§ **Quoted passage**
>> Start
Subject: New Industrial Policy and other concessions for the state of Uttaranchal and the state of Himachal Pradesh.


The Hon’ble Prime Minister, during the visit to Uttranchal from 29th to 31st March, 2002, had, inter-alia made an announcement that ’Tax and Central Excise concessions to attract investments in the industrial sector will be worked out for the Special Category States including Uttranchal. The industries eligible for such incentives will be environment friendly with potential for local employment generation and use of local resources.’

2. In pursuance of the above announcement, discussion on Strategy and Action Plan for Development of Industries and generation of employment in the states of Uttranchal and Himachal Pradesh were held with the various related Ministries/agencies on the issue, inter-alia, infrastructure, development, financial concessions and to provide easy market access, The new initiatives would provide the required incentives as well as an enabling environment for industrial development, improve availability of capital and increase market access to provide a fillip to the private investment in the state.

3. Accordingly, it has been decided to provide the following package of incentives for the states of Uttranchal and Himachal Pradesh

3.1    Fiscal Incentives to new Industrial Units and to existing units on their substantial expansion:

(I). New industrial units and existing industrial units on their substantial expansion as defined, set up in Growth Centres, Industrial Infrastructure Development Centres (IIDCs), Industrial Estates, Export Processing Zones, Theme Parks (Food Processing Parks, Software Technology Parks, etc.) as stated in Annexure-I and other areas as notified from time to time by the Central Government, are entitled to :

(a) 100% (hundred percent) outright excise duty exemption for a period of 10 years from the date of commencement of commercial production.

(b) 100% income tax exemption for initial period of five years and thereafter 30% for companies and 25% for other than companies for a further period of five years for the entire states of Uttaranchal and Himachal Pradesh from the date of commencement of commercial production.

(II) All New industries in the notified location would be eligible for capital investment subsidy @ 15% of their investment in plant & machinery, subject to a ceiling of Rs.30 lakh. The existing units will also be entitled to this subsidy on their substantial expansion, as defined.

(III). Thrust Sector Industries as mentioned in Annexure-II are entitled to similar concessions as mentioned in para 3(I) & (II) above in the entire state of Uttranchal and Himachal Pradesh without any area restrictions.

3.2 Development of Industrial Infrastructure:

(i) The funding pattern under the Growth Centre Scheme currently envisaging a Central assistance of Rs.10 crore per centre is raised to Rs.15 crore per centre.
>> End
§ **Your objective**
Extend the incentive notice for Uttaranchal and Himachal Pradesh past its last sentence, beginning with the next item under 3.2 Development of Industrial Infrastructure.

§ **Dataset excerpts**
>> Start
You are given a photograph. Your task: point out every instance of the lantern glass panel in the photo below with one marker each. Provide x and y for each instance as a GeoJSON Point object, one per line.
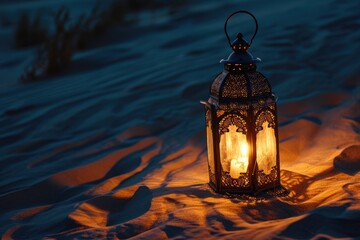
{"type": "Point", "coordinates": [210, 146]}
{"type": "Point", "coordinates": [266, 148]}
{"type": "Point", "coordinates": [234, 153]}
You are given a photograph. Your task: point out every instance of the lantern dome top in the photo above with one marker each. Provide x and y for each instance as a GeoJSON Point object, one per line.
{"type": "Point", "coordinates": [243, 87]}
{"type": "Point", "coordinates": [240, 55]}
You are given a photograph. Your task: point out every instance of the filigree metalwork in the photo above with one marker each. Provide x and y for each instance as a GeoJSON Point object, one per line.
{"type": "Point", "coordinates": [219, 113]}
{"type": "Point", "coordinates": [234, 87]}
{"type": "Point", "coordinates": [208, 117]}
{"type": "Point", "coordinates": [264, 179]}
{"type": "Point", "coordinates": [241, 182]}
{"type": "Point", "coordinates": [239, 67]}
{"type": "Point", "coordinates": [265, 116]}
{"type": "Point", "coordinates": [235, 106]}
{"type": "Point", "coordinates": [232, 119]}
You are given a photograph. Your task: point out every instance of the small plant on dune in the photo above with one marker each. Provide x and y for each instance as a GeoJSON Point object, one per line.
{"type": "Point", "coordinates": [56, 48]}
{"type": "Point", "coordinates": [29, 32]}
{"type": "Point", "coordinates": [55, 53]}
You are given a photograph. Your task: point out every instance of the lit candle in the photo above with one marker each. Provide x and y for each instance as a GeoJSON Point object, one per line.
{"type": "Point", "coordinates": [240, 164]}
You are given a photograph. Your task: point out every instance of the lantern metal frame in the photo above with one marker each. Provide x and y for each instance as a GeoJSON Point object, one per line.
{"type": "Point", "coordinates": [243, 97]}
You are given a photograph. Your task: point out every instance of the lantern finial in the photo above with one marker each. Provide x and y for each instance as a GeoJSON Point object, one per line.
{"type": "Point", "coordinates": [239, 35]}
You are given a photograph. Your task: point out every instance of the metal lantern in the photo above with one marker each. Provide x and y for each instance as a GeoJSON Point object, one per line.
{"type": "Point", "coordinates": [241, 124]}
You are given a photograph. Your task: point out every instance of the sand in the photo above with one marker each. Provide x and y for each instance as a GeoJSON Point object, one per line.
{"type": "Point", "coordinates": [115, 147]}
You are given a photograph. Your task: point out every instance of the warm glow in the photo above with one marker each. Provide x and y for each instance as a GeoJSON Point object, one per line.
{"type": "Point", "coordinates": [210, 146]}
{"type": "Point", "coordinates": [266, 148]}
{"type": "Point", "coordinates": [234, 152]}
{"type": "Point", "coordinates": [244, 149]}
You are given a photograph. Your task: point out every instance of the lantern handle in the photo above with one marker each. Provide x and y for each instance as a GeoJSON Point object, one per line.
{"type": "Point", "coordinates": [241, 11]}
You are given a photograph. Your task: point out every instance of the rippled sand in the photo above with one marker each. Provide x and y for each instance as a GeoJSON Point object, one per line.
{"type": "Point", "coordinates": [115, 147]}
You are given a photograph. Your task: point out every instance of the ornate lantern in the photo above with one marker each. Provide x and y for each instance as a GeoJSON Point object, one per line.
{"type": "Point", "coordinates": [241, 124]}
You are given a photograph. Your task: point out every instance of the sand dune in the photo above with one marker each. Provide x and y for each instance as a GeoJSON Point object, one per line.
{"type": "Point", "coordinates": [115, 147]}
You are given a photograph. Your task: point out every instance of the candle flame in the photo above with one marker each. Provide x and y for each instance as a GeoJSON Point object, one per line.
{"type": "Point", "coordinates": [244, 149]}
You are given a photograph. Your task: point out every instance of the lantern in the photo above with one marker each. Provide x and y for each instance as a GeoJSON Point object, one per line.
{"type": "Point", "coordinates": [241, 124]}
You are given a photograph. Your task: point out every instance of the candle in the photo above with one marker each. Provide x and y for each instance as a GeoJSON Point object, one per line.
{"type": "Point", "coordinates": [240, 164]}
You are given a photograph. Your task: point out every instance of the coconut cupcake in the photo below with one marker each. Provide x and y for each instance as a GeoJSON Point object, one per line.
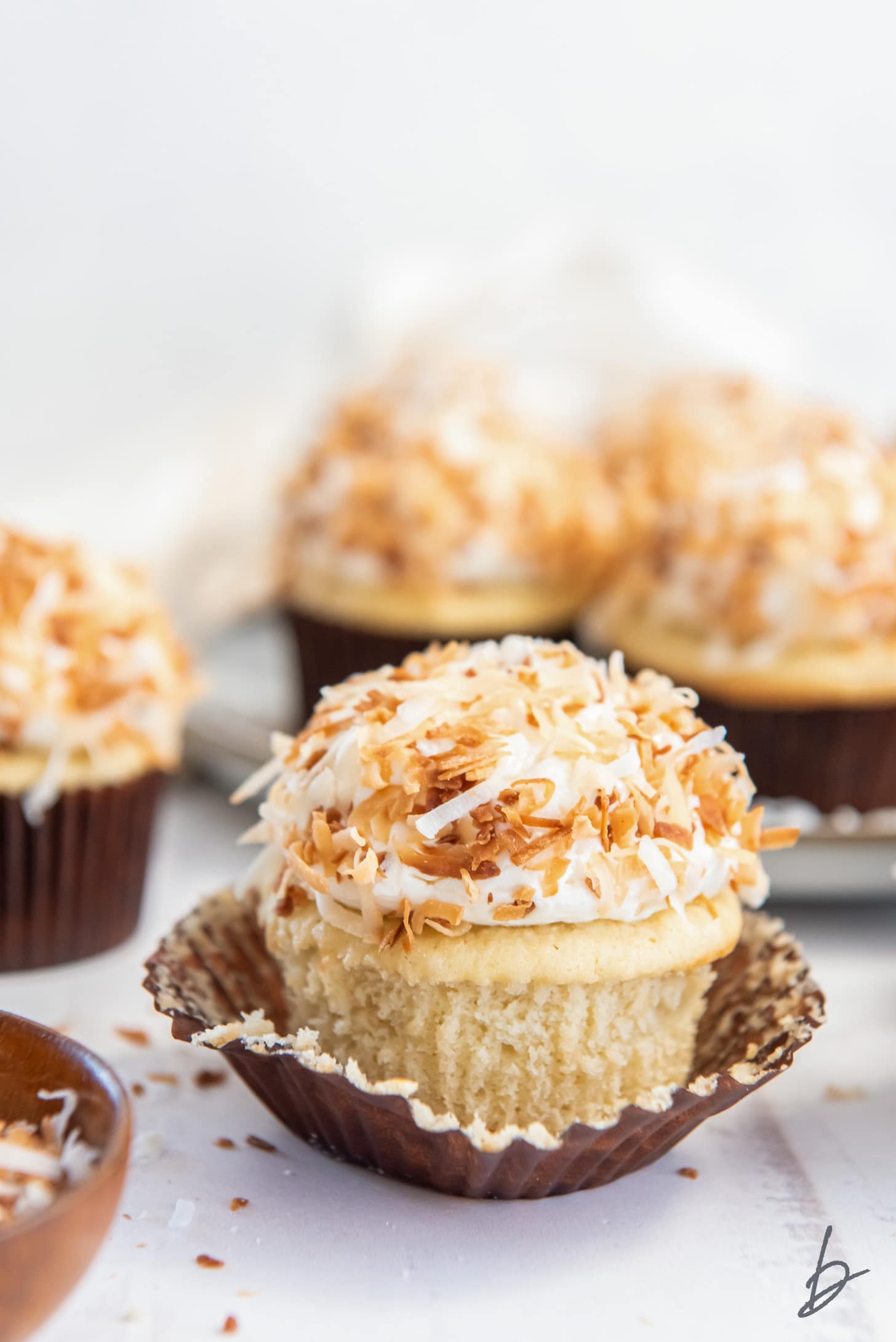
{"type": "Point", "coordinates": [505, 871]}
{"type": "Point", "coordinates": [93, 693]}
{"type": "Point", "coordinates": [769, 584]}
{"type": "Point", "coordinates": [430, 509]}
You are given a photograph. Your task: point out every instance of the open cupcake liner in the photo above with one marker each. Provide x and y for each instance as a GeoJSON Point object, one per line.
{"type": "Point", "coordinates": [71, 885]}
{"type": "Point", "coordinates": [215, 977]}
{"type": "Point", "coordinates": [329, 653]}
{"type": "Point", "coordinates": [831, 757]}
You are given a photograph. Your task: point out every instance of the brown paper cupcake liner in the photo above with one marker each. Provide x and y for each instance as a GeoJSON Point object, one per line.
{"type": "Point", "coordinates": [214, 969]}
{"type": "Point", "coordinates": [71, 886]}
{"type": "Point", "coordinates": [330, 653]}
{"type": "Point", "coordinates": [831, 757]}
>> End
§ **In response**
(ii) The financing pattern of Integrated Infrastructure Development Centres (IIDC) between Government of India and SIDBI will change from 2:3 to 4:1, and the GOI funds would be in the nature of a grant, so as to provide the required infrastructural support.

3.3 Other Incentives:

(i) Deen dayal Hathkargha Protsahan Yojna and other incentives of Ministry of Textiles: The funding pattern between Government of India and both the States would be changed from 50:50 to 90:10 under this Scheme. Ministry of Textiles would extend its package of incentives, as notified for North-Eastern States, to the states of Uttranchal and Himachal Pradesh also.

(ii) Ministry of Food Processing Industries would include Uttaranchal in difficult areas category. The state of Himachal Pradesh is already included in the difficult areas category.

(iii) Pradhan Mantri Rozgar Yojana (PMRY) : Ministry of Agro & Rural Industries would provide for states of Himachal Pradesh and Uttranchal relaxation under PMRY with respect to Age (i.e. 18-40 years from 18-35 years) and Subsidy ( @ 15% of the project cost subject to a ceiling of Rs.15,000/- per entrepreneur).

3.4 Ineligible Industries under the policy:

The list of industries excluded from the purview of proposed concessions is at Annexure-III.

In addition, the Doon Valley Notification (S.O.No. 102(E) dated 1st February, 1989 (Annexure-IV) as amended from time to time, issued by Ministry of Environment & Forests would continue to operate in the Doon Valley area and the industries notified under it are excluded from the proposed concessions, in the state of Uttaranchal.

3.5    Nodal Agency

The Nodal Agency for routing the subsidies/incentives under various schemes under this Policy will be notified seperately.

4. Government reserves the right to modify any part of the policy in the interest of public.

5. The Ministry of Finance & Company Affairs (Department of Revenue), Ministry of Agro & Rural Industries, Ministry of Textiles, Ministry of Food Processing Industries, Ministry of Small Scale Industries, etc. are requested to amend Act/rules/notifications, etc. and issue necessary instructions for giving effect to these decisions.

( S.Jagadeesan )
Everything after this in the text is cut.